• [TASK PROMPT]:
Copy out all of the material below, swapping each "drops" for "places" and leaving every other word unchanged.

• [ENTRIES PROVIDED]:
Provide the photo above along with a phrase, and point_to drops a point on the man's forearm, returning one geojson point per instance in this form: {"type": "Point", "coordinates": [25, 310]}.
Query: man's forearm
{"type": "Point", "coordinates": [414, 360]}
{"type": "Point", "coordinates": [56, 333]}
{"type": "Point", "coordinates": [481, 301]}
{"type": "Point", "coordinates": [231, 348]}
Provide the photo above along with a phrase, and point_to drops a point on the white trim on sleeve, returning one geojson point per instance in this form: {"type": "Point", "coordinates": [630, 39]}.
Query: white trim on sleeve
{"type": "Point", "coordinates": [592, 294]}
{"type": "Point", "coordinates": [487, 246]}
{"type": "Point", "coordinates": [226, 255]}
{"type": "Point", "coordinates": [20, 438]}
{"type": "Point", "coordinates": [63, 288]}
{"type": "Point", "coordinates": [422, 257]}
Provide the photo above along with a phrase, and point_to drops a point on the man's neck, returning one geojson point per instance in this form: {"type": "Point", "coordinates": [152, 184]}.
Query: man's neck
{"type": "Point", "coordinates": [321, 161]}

• [FINAL RESULT]:
Provide the photo above along with a phrase, and point_to places a point on the man's forearm, returning one geojson point per instance in this form: {"type": "Point", "coordinates": [25, 310]}.
Query: man's forearm
{"type": "Point", "coordinates": [414, 360]}
{"type": "Point", "coordinates": [56, 333]}
{"type": "Point", "coordinates": [481, 301]}
{"type": "Point", "coordinates": [231, 348]}
Provide the photo above along with a phrase, and point_to places a point on the white trim on sleeve, returning one geojson point per instance in this form: {"type": "Point", "coordinates": [630, 39]}.
Query: white trim on sleeve
{"type": "Point", "coordinates": [592, 294]}
{"type": "Point", "coordinates": [487, 246]}
{"type": "Point", "coordinates": [226, 255]}
{"type": "Point", "coordinates": [20, 438]}
{"type": "Point", "coordinates": [63, 288]}
{"type": "Point", "coordinates": [422, 257]}
Provide the photo above along with a phrase, and point_to places a point on the man's neck, returning one geojson point per instance in this form: {"type": "Point", "coordinates": [152, 184]}.
Query: man's neck
{"type": "Point", "coordinates": [321, 161]}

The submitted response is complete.